Excerpt to read:
To read part one in this series, click here
Part 2: Medical Co-Morbidities and Training Considerations
A history of Alcohol Use Disorder (AUD) poses a set of challenges for the fitness professional working with this population. Clients affected by AUD can benefit greatly from working one-on-one or in a group setting, however, specific medical co-morbidities must be considered when designing programming for and working with individuals in this population.
Malnutrition, specifically protein deficiency, and low levels of physical activity can cause the individual to have significantly reduced muscle mass as alcohol adversely affects anabolic and catabolic processes in the body. Additionally, high volumes of alcohol consumption lead to a decrease in the function of muscle progenitor cells reducing the body’s ability to rebuild damaged muscle tissue (Simon et al., 2017).
Alcoholic myopathy can present as an acute or chronic case. Chronic alcoholic myopathy is rare in individuals under the age of 30 and most common in individuals between the ages of 40 and 60 years who have a long-term history of alcohol abuse (Simon et al., 2017). Clients in the training setting affected by alcoholic myopathy will present with the chronic form. Aerobic and strength training has been shown to improve muscle endurance and maximal oxygen uptake in patients with alcoholic myopathy, but training regimens must be moderate in intensity and clients should be closely supervised. High-intensity activity should be avoided (Brown et al., 2014). Likewise, consultation with a registered dietician is recommended to optimize nutrition intake for these clients.
Long-term alcohol abuse can lead to impairments in cognition and motor coordination. Although poor cognition and motor coordination improve as the patient recovers, there may be some lingering effects. There is little research specifically targeting enhancing proprioception and cognition through exercise in this population, however, proprioceptive training has been found to improve these markers in the elderly, stroke patients and in otherwise healthy adults (Linke & Ussher, 2014). Rooge et al. (2017) conducted a trial with 70 sedentary adults and found that there was an average of a 52% increase in all markers of cognitive function and spatial awareness for participants (Rogge et al., 2018).
It is important for the fitness professional to understand limitations that may stem from poor motor coordination in these clients. A thorough fitness assessment including balance assessment such as the Berg Balance Scale should be included when starting with a client recovering from AUD. Additionally, these individuals may also benefit from an extended stabilization phase of training with progressions introduced slowly (Sanders, 2014).

Supplied material:

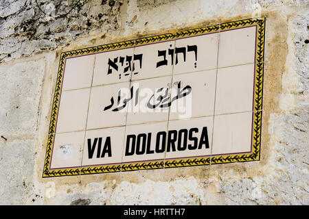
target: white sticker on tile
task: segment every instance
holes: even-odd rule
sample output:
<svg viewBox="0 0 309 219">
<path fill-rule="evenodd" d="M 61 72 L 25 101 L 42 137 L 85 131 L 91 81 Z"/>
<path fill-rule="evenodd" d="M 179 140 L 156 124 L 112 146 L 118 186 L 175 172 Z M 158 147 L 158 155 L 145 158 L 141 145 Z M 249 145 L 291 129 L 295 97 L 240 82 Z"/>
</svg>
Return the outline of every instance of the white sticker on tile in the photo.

Apply what you read:
[1] In the article on alcohol use disorder and training, write out everything from "To read part" down to "in this population." again, changing "fitness professional" to "personal trainer".
[2] According to the article on alcohol use disorder and training, between which ages is chronic alcoholic myopathy most common?
[3] Continue the article on alcohol use disorder and training, starting after its last sentence.
The listing is separate material, unconnected to the article on alcohol use disorder and training.

Answers to the tasks:
[1]
To read part one in this series, click here
Part 2: Medical Co-Morbidities and Training Considerations
A history of Alcohol Use Disorder (AUD) poses a set of challenges for the personal trainer working with this population. Clients affected by AUD can benefit greatly from working one-on-one or in a group setting, however, specific medical co-morbidities must be considered when designing programming for and working with individuals in this population.

[2] Between the ages of 40 and 60 years.

[3]
Reduced Aerobic Capacity
Physician clearance for exercise is critical in this population, however, it is important for the fitness professional to note that the client may have longer-lasting organ dysfunction leading to the need for exercise modifications. Liver inflammation and dysfunction of the pancreas and kidneys and congestive heart failure are possible long-term effects of AUD. Kidney dysfunction can lead to anemia and electrolyte disturbance decreasing aerobic capacity and contractile strength and frequency of working muscles during exercise. Likewise, congestive heart failure can considerably decrease aerobic capacity via limited capability for the circulatory system to pump blood to working muscles (Osna & Kharbanda, 2016). Likewise, the client may be deconditioned from lack of physical activity at baseline or nutritional disturbances.
The fitness professional should be aware of these potential conditions and modify exercise accordingly. However, exercise can be quite beneficial for individuals with organ dysfunction as a result of AUD such as reducing the hepatic pressure gradient in those with cirrhosis of the liver (Locklear et al., 2018). Low to moderate exercise intensity is recommended in this population. Tests to estimate VO2 max are recommended for this population, though graded assessments are contraindicated. The 6-minute walk test or 3-minute step tests can be safe effective methods for determining VO2 max for clients with these potential comorbidities (Pollentier et al., 2010). They should be conducted upon initial assessment of the client and repeated periodically to check for improvements before increasing exercise intensity.
In the final article in this series, I’ll discuss other considerations that may not be quite as obvious, but equally important.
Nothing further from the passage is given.